───── Supplied information ─────
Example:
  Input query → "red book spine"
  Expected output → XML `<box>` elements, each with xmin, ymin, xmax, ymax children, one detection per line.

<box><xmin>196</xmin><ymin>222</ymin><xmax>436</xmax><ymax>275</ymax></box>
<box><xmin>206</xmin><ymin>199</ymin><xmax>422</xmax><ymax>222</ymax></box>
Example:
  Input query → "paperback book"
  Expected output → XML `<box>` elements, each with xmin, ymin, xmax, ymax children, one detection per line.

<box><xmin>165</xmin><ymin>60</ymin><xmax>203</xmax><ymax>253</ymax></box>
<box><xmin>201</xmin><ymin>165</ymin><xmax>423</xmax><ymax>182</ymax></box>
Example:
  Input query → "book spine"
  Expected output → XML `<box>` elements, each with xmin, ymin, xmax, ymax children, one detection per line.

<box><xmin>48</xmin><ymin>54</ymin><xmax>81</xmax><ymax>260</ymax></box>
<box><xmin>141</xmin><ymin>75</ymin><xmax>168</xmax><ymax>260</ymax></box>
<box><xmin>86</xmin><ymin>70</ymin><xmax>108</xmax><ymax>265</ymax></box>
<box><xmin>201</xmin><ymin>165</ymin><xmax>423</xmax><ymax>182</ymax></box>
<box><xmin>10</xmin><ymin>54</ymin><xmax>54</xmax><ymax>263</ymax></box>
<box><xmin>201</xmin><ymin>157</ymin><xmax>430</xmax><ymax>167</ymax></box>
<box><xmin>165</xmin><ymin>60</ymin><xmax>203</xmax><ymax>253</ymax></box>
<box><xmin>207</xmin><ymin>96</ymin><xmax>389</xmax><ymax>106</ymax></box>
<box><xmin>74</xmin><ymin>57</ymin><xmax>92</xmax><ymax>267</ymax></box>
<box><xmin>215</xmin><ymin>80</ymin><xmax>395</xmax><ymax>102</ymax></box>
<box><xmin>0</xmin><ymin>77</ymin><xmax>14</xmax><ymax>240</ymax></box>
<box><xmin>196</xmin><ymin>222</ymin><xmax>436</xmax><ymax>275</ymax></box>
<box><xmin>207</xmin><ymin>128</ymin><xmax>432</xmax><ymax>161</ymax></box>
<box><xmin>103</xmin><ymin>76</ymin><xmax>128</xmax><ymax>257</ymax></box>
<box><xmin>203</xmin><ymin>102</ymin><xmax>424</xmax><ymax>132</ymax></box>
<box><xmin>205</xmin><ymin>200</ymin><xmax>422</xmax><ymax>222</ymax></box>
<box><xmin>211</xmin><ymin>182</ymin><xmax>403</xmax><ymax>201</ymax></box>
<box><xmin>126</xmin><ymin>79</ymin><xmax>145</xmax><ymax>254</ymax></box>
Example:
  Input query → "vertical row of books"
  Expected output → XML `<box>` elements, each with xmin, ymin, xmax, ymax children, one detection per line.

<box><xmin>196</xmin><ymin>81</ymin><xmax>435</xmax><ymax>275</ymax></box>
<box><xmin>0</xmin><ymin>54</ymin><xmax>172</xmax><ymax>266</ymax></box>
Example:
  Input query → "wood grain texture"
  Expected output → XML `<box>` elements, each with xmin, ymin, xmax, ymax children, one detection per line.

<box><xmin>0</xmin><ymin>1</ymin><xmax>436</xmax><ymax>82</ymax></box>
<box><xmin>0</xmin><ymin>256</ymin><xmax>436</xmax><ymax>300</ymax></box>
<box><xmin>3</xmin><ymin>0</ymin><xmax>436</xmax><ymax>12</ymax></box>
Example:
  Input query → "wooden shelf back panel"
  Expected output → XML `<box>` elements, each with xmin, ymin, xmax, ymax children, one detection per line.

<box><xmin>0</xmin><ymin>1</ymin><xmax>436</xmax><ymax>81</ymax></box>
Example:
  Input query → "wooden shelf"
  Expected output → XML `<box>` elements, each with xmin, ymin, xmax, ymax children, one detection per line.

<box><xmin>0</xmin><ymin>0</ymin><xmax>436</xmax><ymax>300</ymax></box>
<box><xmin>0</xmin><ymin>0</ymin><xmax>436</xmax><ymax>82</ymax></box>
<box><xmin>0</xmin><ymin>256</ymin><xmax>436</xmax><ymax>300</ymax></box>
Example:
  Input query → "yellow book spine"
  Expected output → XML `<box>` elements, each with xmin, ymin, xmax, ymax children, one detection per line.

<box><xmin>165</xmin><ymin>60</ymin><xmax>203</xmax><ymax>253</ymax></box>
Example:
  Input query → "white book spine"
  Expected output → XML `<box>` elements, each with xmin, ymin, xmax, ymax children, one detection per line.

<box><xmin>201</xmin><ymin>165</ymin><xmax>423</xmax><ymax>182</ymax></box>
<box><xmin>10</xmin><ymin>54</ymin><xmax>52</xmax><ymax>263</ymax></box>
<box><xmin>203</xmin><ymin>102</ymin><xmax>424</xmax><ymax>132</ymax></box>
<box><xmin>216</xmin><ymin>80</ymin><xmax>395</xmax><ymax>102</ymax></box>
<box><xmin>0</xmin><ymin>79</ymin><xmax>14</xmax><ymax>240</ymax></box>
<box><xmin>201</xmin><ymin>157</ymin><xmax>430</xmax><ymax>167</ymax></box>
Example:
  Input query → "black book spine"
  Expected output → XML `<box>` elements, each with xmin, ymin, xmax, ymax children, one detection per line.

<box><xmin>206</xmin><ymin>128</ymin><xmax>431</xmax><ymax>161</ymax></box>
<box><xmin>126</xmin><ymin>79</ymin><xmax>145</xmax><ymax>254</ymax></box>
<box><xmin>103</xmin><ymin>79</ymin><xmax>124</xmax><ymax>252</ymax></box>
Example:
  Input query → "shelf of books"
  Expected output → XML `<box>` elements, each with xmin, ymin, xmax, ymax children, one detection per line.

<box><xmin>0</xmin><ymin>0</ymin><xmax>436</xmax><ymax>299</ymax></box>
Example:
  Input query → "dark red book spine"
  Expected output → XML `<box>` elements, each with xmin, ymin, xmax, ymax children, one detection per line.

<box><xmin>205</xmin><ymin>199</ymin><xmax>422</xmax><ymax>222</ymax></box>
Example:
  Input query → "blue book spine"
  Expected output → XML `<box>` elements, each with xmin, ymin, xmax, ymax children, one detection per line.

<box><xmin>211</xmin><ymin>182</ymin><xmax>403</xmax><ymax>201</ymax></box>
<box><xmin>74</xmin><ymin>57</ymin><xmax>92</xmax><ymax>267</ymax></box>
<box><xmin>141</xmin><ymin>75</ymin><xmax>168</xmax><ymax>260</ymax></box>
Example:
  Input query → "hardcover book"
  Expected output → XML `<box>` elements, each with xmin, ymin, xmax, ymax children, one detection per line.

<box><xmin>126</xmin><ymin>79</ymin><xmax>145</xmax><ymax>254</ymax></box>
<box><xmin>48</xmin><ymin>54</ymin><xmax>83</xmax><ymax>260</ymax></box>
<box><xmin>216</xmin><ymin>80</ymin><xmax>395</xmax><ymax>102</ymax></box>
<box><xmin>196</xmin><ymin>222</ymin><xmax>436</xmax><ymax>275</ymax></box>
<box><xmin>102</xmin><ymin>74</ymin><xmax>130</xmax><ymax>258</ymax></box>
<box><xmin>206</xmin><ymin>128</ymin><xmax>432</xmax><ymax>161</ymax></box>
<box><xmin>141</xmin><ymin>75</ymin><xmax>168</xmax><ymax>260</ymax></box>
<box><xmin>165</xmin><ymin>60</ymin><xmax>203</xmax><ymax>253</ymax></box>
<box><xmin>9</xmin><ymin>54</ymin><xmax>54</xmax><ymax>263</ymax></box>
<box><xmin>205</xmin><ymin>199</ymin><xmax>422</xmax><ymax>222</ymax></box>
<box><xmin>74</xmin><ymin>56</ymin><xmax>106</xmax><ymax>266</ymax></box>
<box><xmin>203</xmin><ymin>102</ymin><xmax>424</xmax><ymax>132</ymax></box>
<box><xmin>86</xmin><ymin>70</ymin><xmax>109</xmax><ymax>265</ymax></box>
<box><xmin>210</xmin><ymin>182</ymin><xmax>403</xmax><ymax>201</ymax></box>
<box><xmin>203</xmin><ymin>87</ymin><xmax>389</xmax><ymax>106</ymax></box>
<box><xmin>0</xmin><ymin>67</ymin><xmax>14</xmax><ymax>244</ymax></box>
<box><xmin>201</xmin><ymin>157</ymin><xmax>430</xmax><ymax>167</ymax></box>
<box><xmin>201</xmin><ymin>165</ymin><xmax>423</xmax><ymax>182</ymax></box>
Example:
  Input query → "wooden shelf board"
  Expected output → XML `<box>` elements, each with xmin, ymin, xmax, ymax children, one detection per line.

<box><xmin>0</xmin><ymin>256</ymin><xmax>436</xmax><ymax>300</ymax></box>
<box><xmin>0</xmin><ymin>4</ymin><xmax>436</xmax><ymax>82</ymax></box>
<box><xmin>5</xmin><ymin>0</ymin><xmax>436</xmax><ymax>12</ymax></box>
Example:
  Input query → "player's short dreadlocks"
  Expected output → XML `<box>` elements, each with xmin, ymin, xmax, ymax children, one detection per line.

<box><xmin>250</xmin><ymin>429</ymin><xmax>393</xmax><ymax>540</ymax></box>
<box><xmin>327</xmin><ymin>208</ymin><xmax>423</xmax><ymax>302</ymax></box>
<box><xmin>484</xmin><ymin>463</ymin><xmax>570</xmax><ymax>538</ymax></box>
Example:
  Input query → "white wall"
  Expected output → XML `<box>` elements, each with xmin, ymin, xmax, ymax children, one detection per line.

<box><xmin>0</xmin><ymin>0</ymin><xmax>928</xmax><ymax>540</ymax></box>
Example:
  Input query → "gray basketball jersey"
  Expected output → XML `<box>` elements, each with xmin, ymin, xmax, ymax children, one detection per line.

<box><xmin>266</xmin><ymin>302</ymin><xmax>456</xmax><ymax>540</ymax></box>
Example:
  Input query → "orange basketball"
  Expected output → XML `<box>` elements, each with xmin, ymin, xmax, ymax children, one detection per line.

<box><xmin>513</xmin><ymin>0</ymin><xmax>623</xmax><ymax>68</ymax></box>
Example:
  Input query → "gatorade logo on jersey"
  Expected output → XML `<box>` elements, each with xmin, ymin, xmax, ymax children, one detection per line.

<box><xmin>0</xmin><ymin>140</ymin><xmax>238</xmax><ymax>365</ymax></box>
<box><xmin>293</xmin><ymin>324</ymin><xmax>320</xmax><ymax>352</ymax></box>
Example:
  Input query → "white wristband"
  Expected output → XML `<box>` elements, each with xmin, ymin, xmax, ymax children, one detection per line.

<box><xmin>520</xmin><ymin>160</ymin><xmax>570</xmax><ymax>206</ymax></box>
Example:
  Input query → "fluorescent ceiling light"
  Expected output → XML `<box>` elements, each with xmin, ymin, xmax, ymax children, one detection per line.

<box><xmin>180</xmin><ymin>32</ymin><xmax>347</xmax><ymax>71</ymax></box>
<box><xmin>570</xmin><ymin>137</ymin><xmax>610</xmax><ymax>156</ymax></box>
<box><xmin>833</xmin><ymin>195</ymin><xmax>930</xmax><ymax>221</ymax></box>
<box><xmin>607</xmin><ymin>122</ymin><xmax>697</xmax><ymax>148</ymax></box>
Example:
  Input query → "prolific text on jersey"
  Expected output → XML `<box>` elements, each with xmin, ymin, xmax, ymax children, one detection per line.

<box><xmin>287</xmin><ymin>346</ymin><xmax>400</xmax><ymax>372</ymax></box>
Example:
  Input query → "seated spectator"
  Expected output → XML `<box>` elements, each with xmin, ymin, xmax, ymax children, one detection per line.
─────
Exercise objective> From the listing above, pull out every line that contains the string "spine", matching case exactly.

Reply>
  Input query → "red book spine"
  Input query → "book spine"
  Input query → "yellow book spine"
  Input query → "white book spine"
  Input query → "black book spine"
  Input query → "dark red book spine"
  Input query → "blue book spine"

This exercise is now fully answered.